+++ EXERCISE MATERIALS +++
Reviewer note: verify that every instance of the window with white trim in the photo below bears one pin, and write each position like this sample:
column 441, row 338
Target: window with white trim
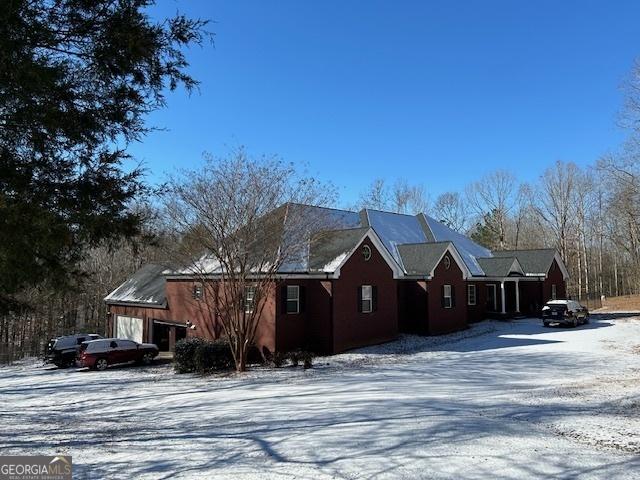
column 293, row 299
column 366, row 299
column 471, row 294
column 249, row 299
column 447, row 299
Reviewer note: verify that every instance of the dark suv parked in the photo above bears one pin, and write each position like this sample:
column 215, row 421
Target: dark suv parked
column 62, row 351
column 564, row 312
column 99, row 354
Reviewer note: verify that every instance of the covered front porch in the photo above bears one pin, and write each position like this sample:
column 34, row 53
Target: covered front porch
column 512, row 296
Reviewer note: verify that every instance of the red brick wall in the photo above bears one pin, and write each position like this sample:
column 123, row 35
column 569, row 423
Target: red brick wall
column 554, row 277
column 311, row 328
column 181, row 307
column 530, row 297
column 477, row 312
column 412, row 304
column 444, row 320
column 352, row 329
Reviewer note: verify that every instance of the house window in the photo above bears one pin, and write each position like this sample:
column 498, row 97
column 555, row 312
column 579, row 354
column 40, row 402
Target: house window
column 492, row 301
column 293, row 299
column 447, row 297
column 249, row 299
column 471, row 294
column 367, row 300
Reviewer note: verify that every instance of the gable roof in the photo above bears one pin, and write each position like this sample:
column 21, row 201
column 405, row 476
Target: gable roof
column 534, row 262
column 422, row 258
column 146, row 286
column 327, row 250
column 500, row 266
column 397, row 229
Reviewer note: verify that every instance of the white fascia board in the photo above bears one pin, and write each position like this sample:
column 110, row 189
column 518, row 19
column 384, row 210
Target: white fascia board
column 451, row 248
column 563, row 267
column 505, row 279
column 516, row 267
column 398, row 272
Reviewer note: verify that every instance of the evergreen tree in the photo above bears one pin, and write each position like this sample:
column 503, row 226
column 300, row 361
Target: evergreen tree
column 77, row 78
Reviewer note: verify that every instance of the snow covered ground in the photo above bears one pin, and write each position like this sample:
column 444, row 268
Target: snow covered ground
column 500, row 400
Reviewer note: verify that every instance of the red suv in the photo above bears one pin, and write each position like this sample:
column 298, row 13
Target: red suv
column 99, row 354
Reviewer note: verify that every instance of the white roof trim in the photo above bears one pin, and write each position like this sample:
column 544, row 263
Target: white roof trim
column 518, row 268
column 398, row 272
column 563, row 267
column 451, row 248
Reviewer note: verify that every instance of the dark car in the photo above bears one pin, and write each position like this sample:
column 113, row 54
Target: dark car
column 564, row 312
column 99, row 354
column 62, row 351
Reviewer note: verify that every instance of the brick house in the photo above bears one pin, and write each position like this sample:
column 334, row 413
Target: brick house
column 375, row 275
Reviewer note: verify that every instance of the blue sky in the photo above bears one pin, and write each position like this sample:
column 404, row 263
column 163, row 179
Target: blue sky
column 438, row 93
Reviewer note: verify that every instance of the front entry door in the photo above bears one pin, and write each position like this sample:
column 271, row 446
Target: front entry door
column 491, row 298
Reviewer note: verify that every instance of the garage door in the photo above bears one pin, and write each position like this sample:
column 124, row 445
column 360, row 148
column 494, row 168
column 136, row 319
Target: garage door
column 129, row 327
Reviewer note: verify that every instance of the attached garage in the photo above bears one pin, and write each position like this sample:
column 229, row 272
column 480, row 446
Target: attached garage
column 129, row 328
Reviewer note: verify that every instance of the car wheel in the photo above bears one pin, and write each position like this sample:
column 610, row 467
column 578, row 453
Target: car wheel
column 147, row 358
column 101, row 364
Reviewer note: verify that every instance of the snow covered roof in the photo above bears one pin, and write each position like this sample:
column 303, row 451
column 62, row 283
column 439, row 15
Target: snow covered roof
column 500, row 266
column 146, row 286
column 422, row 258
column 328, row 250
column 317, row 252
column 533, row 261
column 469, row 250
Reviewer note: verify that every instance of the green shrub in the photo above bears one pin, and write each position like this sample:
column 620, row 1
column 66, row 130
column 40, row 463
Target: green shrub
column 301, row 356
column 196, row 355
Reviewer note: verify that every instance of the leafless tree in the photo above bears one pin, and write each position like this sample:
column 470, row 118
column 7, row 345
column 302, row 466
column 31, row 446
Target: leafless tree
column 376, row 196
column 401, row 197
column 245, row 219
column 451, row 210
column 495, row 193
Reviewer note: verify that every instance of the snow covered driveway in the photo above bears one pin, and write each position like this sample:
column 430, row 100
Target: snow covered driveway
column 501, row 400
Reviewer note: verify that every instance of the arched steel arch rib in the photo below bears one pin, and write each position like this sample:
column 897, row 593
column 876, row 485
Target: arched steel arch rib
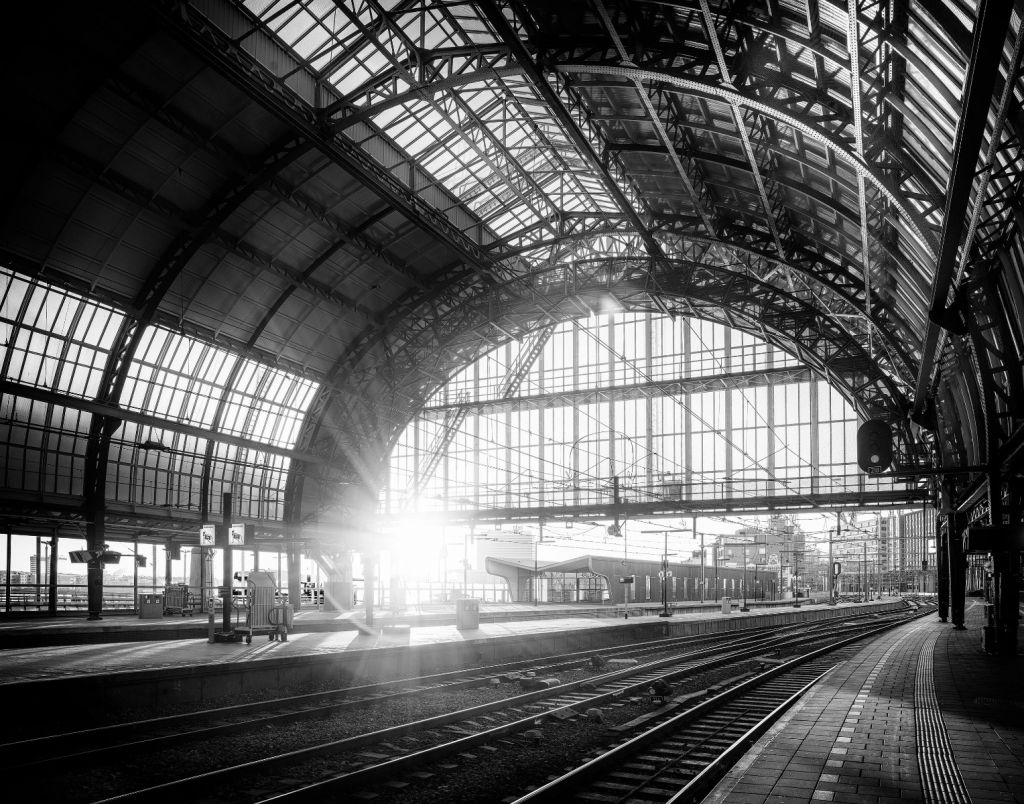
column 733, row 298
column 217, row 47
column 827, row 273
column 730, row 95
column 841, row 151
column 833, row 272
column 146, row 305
+++
+++ EXERCISE MATERIALS +++
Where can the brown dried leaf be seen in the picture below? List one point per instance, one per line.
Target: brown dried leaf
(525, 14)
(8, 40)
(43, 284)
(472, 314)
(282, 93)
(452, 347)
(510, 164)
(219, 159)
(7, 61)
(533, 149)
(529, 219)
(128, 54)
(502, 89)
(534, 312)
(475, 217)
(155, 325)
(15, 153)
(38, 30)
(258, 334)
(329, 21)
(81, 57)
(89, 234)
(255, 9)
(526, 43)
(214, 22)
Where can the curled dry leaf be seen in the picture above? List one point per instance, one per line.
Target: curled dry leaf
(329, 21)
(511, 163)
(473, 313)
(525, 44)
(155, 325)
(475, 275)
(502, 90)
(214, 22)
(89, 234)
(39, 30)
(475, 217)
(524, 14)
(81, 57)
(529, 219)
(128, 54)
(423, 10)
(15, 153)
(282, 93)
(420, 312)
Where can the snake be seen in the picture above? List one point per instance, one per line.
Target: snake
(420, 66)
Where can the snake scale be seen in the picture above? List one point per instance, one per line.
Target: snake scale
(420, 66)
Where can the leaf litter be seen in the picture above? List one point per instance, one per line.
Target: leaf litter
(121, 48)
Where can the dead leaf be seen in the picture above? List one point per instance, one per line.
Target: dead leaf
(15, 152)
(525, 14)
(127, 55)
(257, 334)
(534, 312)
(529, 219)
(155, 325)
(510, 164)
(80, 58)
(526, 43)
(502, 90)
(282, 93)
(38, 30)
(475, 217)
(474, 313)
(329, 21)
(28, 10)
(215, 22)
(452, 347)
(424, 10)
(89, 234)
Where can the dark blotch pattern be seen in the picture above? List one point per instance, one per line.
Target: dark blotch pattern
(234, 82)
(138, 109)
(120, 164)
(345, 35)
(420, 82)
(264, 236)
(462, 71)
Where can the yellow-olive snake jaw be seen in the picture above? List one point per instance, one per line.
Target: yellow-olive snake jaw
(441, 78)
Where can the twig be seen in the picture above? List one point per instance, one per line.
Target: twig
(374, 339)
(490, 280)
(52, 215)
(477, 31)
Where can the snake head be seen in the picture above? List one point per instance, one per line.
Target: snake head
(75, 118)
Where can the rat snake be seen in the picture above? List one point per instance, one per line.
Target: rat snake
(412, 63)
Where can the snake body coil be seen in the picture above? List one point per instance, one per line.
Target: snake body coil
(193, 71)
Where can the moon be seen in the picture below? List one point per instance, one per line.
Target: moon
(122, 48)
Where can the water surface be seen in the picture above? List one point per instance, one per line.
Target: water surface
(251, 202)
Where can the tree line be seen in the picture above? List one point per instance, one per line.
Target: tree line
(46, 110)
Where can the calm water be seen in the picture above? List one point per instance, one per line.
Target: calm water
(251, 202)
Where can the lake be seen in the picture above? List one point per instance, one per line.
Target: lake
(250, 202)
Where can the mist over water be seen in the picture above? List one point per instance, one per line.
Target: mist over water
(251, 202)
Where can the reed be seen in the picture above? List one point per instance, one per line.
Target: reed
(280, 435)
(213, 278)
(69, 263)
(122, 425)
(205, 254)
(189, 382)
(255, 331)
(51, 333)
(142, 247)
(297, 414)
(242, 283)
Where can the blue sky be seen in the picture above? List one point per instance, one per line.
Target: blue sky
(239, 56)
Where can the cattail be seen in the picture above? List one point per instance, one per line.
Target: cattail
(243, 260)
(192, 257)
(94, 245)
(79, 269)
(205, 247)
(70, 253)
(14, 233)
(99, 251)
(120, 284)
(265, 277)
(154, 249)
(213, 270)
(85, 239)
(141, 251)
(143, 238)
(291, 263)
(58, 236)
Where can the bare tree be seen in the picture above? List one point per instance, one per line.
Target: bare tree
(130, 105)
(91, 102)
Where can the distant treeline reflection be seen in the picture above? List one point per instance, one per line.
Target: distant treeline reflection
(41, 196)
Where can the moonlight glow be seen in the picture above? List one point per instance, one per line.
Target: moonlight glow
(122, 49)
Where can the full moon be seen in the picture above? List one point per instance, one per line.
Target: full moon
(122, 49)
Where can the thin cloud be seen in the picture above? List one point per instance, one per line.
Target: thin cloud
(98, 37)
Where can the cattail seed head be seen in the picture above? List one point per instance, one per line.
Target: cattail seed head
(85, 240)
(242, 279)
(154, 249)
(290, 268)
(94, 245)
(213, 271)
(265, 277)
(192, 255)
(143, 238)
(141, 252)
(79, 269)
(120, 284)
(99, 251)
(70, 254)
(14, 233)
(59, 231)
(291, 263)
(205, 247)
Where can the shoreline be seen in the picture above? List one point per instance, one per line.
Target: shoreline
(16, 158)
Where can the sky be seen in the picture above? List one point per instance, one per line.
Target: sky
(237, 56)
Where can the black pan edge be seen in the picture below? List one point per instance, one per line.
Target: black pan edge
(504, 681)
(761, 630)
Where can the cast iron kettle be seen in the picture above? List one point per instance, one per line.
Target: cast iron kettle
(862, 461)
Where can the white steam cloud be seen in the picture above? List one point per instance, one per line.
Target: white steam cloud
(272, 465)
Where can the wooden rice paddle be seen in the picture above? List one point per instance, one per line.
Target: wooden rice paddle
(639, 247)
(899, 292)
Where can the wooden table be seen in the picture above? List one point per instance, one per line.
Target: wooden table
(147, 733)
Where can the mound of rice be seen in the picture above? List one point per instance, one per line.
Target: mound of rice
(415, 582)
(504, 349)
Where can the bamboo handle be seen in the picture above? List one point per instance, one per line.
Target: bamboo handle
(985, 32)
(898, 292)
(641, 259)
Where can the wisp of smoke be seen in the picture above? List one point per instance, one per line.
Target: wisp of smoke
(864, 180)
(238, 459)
+++
+++ EXERCISE MATERIALS +++
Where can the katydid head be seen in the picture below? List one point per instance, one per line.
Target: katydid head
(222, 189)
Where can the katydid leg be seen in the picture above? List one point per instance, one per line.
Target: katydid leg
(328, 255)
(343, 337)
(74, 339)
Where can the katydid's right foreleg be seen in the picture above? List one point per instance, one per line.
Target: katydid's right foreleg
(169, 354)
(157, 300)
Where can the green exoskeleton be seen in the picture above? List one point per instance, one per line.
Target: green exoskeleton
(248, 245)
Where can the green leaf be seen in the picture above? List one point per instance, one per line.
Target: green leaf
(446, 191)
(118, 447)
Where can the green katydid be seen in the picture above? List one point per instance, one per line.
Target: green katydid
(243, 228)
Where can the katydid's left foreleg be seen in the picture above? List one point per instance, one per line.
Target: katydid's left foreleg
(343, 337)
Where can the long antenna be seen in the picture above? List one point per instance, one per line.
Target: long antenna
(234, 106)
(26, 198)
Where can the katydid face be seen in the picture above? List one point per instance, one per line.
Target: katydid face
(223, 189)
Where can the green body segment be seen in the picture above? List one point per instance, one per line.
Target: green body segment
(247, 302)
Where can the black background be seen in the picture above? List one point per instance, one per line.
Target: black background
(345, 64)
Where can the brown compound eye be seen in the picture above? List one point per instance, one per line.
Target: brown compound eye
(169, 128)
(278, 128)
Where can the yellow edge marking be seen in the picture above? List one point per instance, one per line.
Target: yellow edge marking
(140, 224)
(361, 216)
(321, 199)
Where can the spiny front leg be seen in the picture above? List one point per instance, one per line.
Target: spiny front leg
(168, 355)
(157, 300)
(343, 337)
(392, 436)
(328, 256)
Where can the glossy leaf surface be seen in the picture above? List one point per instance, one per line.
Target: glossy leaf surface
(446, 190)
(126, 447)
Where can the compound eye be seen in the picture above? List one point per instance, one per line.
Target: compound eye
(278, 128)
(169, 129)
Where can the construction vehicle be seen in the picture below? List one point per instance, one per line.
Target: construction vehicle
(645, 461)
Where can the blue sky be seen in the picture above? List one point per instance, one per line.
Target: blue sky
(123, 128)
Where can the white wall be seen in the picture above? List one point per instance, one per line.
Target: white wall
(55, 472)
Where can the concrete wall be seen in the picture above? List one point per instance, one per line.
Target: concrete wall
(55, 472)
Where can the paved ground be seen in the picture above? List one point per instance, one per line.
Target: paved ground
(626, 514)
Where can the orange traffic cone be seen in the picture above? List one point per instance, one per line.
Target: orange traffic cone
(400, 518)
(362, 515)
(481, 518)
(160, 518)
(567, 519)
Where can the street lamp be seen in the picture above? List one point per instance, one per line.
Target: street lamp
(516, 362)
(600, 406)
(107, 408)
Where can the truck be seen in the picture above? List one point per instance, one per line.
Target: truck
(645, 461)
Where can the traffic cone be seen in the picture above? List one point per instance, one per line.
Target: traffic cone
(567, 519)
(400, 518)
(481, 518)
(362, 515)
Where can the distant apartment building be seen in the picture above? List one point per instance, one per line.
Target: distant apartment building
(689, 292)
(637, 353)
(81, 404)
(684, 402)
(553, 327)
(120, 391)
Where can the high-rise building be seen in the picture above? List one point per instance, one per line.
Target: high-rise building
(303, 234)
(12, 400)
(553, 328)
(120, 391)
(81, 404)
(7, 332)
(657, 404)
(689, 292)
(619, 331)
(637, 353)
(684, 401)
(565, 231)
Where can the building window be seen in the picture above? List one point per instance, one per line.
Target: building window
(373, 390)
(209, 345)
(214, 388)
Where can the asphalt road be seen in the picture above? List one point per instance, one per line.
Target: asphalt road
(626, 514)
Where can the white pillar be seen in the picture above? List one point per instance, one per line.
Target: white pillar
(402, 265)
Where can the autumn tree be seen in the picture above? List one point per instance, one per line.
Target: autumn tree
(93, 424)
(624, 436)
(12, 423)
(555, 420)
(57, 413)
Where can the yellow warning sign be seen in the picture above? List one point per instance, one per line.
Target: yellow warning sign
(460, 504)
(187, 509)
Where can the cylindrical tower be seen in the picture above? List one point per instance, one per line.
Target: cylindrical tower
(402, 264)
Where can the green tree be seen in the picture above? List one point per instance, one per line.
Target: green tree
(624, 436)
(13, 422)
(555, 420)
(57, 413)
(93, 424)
+++
• WORK REQUIRED: Update the entries from the line with "Reviewer note: verify that every instance of the window" through the line with "column 367, row 300", putting "bears one marker" wherever "bears one pin" stands and leaving everything else unchanged. Return only those lines, with the pictures left out.

• EXERCISE ANSWER:
Reviewer note: verify that every instance of the window with white trim in the photo below bears one marker, and write each position like this sample:
column 441, row 338
Target: window with white trim
column 293, row 299
column 366, row 299
column 471, row 294
column 249, row 299
column 447, row 299
Reviewer note: verify that every instance of the dark suv parked in the photo above bears one marker, and write each position like this sample:
column 215, row 421
Target: dark suv parked
column 62, row 351
column 564, row 312
column 99, row 354
Reviewer note: verify that every instance of the covered front porch in the photo above bears one marker, and write each position like this sample:
column 34, row 53
Target: covered front porch
column 512, row 296
Reviewer note: verify that every instance of the red brick wall in the photo above bears one marker, and write each position like this sample:
column 123, row 35
column 569, row 423
Target: red brick wall
column 554, row 277
column 311, row 328
column 181, row 307
column 530, row 297
column 477, row 312
column 412, row 304
column 444, row 320
column 352, row 329
Reviewer note: verify that every instance of the house window in the photo above bears one marker, and write each position like this sample:
column 498, row 97
column 555, row 312
column 579, row 354
column 40, row 402
Target: house window
column 492, row 301
column 293, row 299
column 447, row 297
column 249, row 299
column 471, row 294
column 367, row 300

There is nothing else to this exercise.